> [DOCUMENT EXTRACT]:
Nautilia profundicola

Scientific classification
- Domain: Bacteria
- Kingdom: Pseudomonadati
- Phylum: Campylobacterota
- Class: "Campylobacteria"
- Order: Nautiliales
- Family: Nautiliaceae
- Genus: Nautilia
- Species: N. profundicola
- Binomial name: Nautilia profundicola Smith et al, 2008

= Nautilia profundicola =

- Authority: Smith et al, 2008

Species of bacterium

Nautilia profundicola is a gram-negative chemolithoautotrophic bacterium found around hydrothermal vents in the deep ocean. It was first discovered in 1999 on the East Pacific Rise at depth of 2500 m, on the surface of the polychaete worm Alvinella pompejana. Nautilia profundicola lives symbiotically on the dorsal hairs of A. pompejana but they may also form biofilms and live independently on the walls of hydrothermal vents. The ability of N. profundicola to survive in an anaerobic environment rich in sulfur, H_{2} and CO_{2} of varying temperature makes it a useful organism to study, as these are the conditions that are theorized to have prevailed around the time of the earliest life on earth.

== Morphology ==
Nautilia profundicola is a motile, rod-shaped bacterium, around 0.4 μm long and 0.3 μm wide. Like most Campylobacterota (syn. Epsilonproteobacteria), it has an unsheathed polar flagellum.

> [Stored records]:
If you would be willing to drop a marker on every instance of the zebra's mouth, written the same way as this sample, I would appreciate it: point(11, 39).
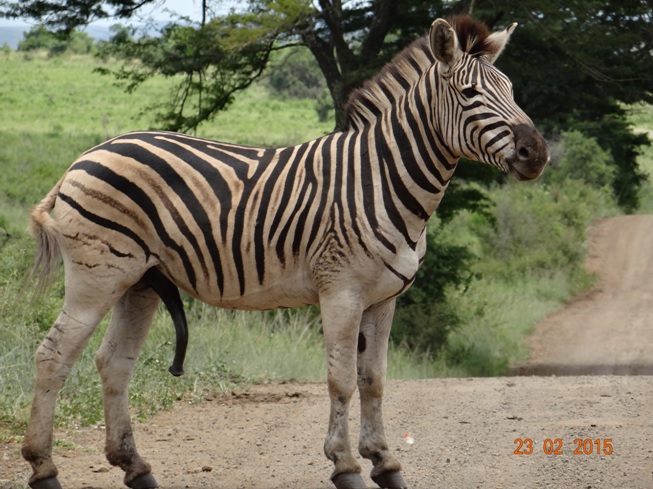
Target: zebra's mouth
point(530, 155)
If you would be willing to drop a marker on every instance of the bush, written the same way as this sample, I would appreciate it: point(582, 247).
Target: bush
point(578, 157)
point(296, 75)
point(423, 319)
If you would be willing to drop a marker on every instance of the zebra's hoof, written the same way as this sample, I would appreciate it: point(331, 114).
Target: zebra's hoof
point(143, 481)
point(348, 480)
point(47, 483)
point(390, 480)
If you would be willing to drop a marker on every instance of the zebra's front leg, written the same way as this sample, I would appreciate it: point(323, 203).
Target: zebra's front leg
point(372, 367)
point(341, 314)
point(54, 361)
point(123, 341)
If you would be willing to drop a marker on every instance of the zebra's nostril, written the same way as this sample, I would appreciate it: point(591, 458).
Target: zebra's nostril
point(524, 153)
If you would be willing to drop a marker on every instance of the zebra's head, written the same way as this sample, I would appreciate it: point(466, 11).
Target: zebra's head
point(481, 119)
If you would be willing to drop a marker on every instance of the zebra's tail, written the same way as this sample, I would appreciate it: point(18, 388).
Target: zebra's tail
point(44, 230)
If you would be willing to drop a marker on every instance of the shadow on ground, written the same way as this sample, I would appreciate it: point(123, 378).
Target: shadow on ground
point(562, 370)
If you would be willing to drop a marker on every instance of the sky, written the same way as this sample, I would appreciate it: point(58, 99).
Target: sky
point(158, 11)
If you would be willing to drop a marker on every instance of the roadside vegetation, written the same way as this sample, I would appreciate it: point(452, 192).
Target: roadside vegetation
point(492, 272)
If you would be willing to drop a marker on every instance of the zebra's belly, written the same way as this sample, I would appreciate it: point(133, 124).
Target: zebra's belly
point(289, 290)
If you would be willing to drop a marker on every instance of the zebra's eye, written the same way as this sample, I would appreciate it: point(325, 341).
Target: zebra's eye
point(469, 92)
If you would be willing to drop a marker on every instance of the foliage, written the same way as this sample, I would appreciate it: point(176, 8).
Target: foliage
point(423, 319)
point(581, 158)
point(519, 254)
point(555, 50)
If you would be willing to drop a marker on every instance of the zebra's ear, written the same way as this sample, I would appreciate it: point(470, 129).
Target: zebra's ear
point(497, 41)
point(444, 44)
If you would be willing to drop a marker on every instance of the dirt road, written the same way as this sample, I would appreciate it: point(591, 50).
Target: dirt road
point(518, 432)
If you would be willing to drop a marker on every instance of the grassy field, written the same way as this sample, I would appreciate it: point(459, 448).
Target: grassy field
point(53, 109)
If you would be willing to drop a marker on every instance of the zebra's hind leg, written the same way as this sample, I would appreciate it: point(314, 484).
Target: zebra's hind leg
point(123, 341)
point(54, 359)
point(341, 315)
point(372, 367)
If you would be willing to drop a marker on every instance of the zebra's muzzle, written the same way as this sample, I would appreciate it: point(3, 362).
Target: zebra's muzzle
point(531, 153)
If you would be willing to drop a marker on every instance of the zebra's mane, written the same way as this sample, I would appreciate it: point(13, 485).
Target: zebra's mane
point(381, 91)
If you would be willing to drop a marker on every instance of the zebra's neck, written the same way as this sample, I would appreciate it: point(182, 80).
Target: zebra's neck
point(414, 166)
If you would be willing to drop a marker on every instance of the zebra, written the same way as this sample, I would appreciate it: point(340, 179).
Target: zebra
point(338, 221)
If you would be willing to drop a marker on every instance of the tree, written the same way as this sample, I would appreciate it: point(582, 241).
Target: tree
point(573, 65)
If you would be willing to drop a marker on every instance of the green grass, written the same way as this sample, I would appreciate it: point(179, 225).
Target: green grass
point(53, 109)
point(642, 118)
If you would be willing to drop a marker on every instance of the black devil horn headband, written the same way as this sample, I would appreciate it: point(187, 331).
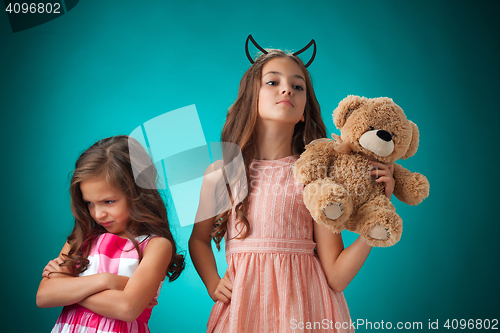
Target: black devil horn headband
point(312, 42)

> [WORK TO COMPLETE]:
a – According to the Nautilia profundicola article, on the surface of which organism was the bacterium first discovered?
b – Write a continuation of the Nautilia profundicola article, picking up after its final sentence.
The stored entries have no connection to the Nautilia profundicola article.

> [ANSWERS BY ITEM NUMBER]:
a – The polychaete worm Alvinella pompejana.

b –
== Physiology ==
Nautilia profundicola lives among the hydrothermal vents and can grow at temperatures of 30–55 C. It uses anaerobic respiration and is a chemolithoautotroph. Nautilia profundicola uses hydrogen or formate as an electron donor and sulfur an electron acceptor to produce hydrogen sulfide. Nautilia profundicola contains the protein reverse gyrase, which has been found amongst thermophilic bacteria, and which helps it survive the large temperature variation associated with its environment. Reverse gyrase is theorized to keep the genome stable and prevent damage by the extreme heat. Along with the ability to fix carbon and sulfur, analysis of the genome of Nautilia profundicola points to a novel pathway of nitrogen fixation.

== Taxonomy ==
Analysis of the 16S rRNA gene sequence of Nautilia profundicola allowed it to be placed in the family Nautiliaceae of the order Nautiliales in the phylum Campylobacterota. Analysis of this gene demonstrated that this organism shared 97.8 percent of its DNA for this gene with the related bacterium Nautilia lithotrophica. Using DNA–DNA hybridization, the total DNA-DNA relatedness of the two organisms was found to be 34.6 percent which, along with differences in phylogeny, allowed Nautilia profundicola to be classified as its own species.

== Genomic information ==
The genome of Nautilia profundicola consists of one circular chromosome of 1.7 million base pairs, which is small compared to other free-living Campylobacterota. There is relatively little evidence of the influence of horizontal gene transfer in the genome of Nautilia profundicola and this lack of external DNA is theorized to be a product of its own defense mechanisms or the lack of free DNA in the surrounding inhospitable environment.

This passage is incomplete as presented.